__Selected extract__
============================================================
- Theatrical release poster
- Directed by: Carl Strathie
- Written by: Carl Strathie
- Produced by: Charlette Kilby Alan Latham Carl Strathie Steven Ogg Caleb Wilson
- Starring: Steven Ogg Alice Lowe
- Cinematography: Bart Sienkiewicz
- Edited by: Chris Timson
- Music by: David Stone Hamilton
- Production companies: Premiere Picture Strathie Film
- Distributed by: Blue Fox Entertainment
- Release date: October 26, 2018;
- Running time: 92 minutes
- Language: English

= Solis (film) =

Solis is a 2018 sci-fi survival film written and directed by Carl Strathie, and starring Steven Ogg; featured in supporting voice roles are Alice Lowe, Sid Phoenix, Henry Douthwaite, Kate Coogan and Charlette Kilby.

The film was released in the United States on October 26, 2018.
============================================================
__Items listed in a dataset__
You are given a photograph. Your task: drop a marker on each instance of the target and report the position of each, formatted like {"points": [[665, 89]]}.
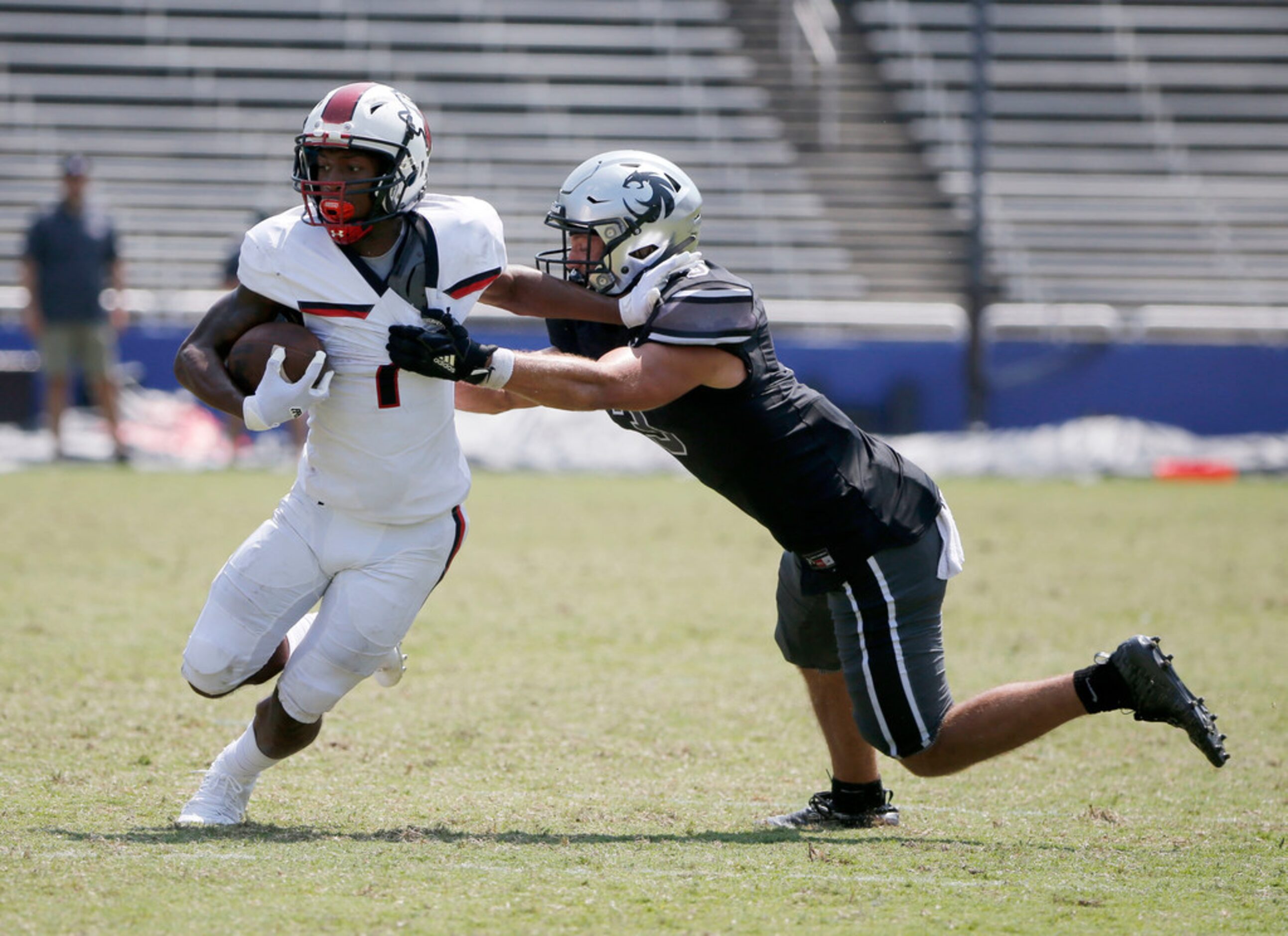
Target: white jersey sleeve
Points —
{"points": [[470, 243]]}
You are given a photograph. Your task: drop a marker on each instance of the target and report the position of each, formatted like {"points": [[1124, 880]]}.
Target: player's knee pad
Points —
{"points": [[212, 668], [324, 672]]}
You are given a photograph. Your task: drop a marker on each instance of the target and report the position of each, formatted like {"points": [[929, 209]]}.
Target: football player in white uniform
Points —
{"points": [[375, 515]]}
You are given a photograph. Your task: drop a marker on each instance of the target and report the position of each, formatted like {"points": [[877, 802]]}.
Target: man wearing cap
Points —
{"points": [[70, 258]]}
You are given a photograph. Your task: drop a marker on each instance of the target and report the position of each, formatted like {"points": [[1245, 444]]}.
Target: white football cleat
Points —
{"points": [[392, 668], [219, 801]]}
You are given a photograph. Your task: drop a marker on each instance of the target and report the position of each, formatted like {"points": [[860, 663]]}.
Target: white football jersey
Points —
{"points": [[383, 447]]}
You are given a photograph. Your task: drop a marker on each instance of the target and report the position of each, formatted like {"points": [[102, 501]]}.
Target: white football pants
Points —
============================================================
__Your goal__
Rewrite the part of the text on the film Solis starting with "Solis is a 2018" and going on through "October 26, 2018.", substituting "science fiction survival film" for "sci-fi survival film".

__Final answer__
Solis is a 2018 science fiction survival film written and directed by Carl Strathie, and starring Steven Ogg; featured in supporting voice roles are Alice Lowe, Sid Phoenix, Henry Douthwaite, Kate Coogan and Charlette Kilby.

The film was released in the United States on October 26, 2018.